▶ What the exercise asks
Retype the material word for word.

Records from a collection:
-----

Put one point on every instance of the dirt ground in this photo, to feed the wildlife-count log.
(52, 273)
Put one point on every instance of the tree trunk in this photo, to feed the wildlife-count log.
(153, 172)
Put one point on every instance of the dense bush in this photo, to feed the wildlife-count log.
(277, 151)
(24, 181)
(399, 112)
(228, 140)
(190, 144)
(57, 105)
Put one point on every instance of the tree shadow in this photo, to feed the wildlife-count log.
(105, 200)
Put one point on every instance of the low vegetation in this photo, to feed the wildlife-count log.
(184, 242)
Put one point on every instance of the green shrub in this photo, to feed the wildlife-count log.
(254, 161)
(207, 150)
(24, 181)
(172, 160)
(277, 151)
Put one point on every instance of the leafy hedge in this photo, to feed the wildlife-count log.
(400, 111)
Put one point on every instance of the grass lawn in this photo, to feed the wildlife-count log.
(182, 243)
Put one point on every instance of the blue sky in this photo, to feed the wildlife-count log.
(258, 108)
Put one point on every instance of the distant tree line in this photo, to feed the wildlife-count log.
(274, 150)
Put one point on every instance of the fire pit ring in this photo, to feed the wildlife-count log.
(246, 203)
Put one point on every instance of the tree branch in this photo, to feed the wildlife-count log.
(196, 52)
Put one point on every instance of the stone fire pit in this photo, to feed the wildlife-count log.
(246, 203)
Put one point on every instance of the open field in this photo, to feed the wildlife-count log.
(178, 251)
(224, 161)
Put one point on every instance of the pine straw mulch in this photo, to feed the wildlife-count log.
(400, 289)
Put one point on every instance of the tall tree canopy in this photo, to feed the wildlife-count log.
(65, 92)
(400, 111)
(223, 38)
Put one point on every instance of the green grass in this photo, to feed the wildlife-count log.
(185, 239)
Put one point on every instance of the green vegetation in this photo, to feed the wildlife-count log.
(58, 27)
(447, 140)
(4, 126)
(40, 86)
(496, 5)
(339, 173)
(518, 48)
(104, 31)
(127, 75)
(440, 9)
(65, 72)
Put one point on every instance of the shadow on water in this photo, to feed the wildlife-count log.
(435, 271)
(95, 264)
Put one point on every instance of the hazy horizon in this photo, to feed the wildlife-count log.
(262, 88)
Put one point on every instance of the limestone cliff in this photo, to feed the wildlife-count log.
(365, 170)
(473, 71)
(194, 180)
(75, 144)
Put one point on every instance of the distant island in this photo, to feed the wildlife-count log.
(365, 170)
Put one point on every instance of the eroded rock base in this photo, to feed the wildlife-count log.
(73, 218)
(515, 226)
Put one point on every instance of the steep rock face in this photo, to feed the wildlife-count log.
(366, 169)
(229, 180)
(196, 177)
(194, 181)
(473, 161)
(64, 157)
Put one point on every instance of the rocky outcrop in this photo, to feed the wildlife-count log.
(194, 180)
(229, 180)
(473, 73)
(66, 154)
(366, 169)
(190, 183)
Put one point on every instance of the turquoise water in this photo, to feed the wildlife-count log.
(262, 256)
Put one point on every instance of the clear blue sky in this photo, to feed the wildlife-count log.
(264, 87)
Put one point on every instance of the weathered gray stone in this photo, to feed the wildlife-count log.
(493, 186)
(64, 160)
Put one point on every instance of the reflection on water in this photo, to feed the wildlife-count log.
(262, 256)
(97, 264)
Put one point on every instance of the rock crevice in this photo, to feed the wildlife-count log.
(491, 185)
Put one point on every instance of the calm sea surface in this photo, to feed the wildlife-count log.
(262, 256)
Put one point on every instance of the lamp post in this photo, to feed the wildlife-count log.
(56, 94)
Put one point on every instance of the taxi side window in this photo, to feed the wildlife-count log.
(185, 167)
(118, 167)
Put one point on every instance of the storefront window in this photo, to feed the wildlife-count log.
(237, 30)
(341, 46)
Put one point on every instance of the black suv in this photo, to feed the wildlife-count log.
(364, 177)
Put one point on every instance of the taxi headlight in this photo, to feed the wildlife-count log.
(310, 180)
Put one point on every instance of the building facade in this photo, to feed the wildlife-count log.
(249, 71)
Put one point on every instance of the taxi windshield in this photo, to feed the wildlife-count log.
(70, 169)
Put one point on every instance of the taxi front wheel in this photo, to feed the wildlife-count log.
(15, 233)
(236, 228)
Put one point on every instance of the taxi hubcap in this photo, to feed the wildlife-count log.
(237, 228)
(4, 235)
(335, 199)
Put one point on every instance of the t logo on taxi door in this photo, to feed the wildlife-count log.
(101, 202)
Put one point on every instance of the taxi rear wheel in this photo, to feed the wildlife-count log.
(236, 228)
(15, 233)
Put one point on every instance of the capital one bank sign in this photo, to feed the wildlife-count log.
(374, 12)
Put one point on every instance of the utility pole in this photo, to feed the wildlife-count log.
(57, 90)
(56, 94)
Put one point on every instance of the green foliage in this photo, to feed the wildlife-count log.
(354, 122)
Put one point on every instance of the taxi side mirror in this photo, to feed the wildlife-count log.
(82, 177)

-----

▶ Reply to the exercise
Put one point on every instance of the dirt ground in this photo, to feed the wildlife-count log.
(52, 273)
Put one point on every instance of the tree trunk in this photo, to feed the wildlife-count log.
(153, 172)
Put one point on every instance of the dense bush in this photo, to feed the wildlife-count log.
(277, 151)
(24, 181)
(399, 112)
(228, 140)
(190, 144)
(57, 105)
Put one point on every instance of the tree shadow in this photo, to feed the wildlife-count log.
(105, 200)
Put one point on every instance of the low vegetation in this photo, to feed the wildlife-count log.
(184, 242)
Put one point on every instance of the green shrub in this photo, to feed the wildlife-count log.
(254, 161)
(207, 150)
(24, 181)
(172, 160)
(277, 151)
Put one point on every instance of the leafy hedge in this photo, to feed the wildlife-count log.
(400, 111)
Put one point on every instance of the grass lawn in this photo, to feed the wildlife-count log.
(182, 243)
Put one point on every instance of the blue sky in this photo, to feed the wildlife-count log.
(258, 108)
Put one point on every instance of the distant tree line in this photo, to feed the wildlife-count log.
(274, 150)
Put one point on every instance of the fire pit ring in this photo, to feed the wildlife-count log.
(246, 203)
Put one point on every instance of the tree branch in this photo, to feed the wildlife-count log.
(196, 52)
Put one point on every instance of the stone fire pit in this photo, to feed the wildlife-count log.
(246, 203)
Put one point on every instance of the open field in this photo, to feed the wildlife-count log.
(178, 251)
(224, 161)
Put one point on every instance of the pine straw mulch in this photo, to feed the wildlife-count log.
(400, 289)
Put one point on every instance of the tall tree canopy in this photo, to feed the wildlife-count log.
(65, 92)
(400, 111)
(223, 38)
Put one point on every instance of the green grass in this photo, to feed the wildlife-count log.
(185, 239)
Put one point on every instance of the green vegetation in this photo, to feed the wildlife-count log.
(58, 27)
(447, 140)
(4, 126)
(40, 86)
(496, 5)
(339, 173)
(518, 48)
(104, 31)
(127, 75)
(440, 9)
(65, 72)
Put one point on every instance of the shadow on water in this photo, to feed the wildlife-count log.
(435, 271)
(95, 264)
Put one point on every instance of the hazy horizon in this photo, to feed the wildlife-count log.
(262, 88)
Put one point on every instance of the limestone cliff in this photo, to feed the wildlife-count log.
(365, 170)
(473, 71)
(194, 180)
(75, 144)
Put one point on every instance of the distant island in this photo, to feed the wildlife-count log.
(365, 170)
Put one point on every instance of the eroded rock base in this photo, to feed the wildlife-count log.
(73, 218)
(515, 226)
Put one point on every instance of the steep rock face in this photo, to feed the wildlife-count log.
(366, 169)
(229, 180)
(196, 177)
(194, 181)
(473, 161)
(64, 157)
Put one point on every instance of the rocky outcrop in this photo, to feed the wildlife-count log.
(194, 180)
(229, 180)
(473, 73)
(66, 154)
(366, 169)
(190, 183)
Put one point on every instance of the turquoise water in this photo, to feed the wildlife-count log.
(262, 256)
Put one point on every instance of the clear blue sky in this photo, to feed the wildlife-count log.
(264, 87)
Put one point on every instance of the weathered gray stone in this photo, to feed the wildlife-count log.
(493, 186)
(64, 160)
Put one point on every instance of the reflection on water in this photo, to feed the wildlife-count log.
(262, 256)
(97, 264)
Put one point on every instance of the rock crevice in this photo, to feed the wildlife-count log.
(491, 185)
Put one point on every instance of the calm sea surface in this photo, to feed the wildlife-count log.
(262, 256)
Put one point on every instance of the lamp post in this photo, to feed the wildlife-count log.
(56, 94)
Put one point on every instance of the taxi side window in this photo, to feed the wildlife-count log.
(185, 167)
(118, 167)
Put one point on every instance of the storefront window in this photo, to feed the wildlife-count log.
(237, 30)
(341, 46)
Put one point on every instance of the black suv in this photo, to feed the wildlife-count log.
(364, 177)
Put one point on every instance of the taxi headlight in this photo, to feed the wildlife-count log.
(310, 180)
Put one point on every instance of the building facade in this photo, to feed the wildlife-count log.
(249, 71)
Put one point on every instance of the taxi windshield in this photo, to feed the wildlife-count log.
(70, 169)
Put one point on every instance of the taxi front wheel in this photo, to feed the wildlife-count log.
(15, 233)
(236, 228)
Put one point on every instance of the taxi hubcap in this photo, to feed the wildlife-count log.
(237, 228)
(4, 235)
(335, 199)
Put one point on every instance of the t logo on taxi door in this photo, to feed the wildlife-count log.
(101, 202)
Put one point on every instance of the taxi rear wheel in this photo, to feed the wildlife-count log.
(236, 228)
(15, 233)
Put one point on every instance of the capital one bank sign in this photo, to feed the wildlife-count log.
(374, 12)
Put one point on every instance of the utility pole in this photo, to feed the wildlife-count log.
(57, 90)
(56, 94)
Put one point on every instance of the green foliage in this photo, to feed the wildlife-count log.
(354, 122)
Put one point on every instance of the taxi side mirror in this photo, to feed the wildlife-count log.
(82, 177)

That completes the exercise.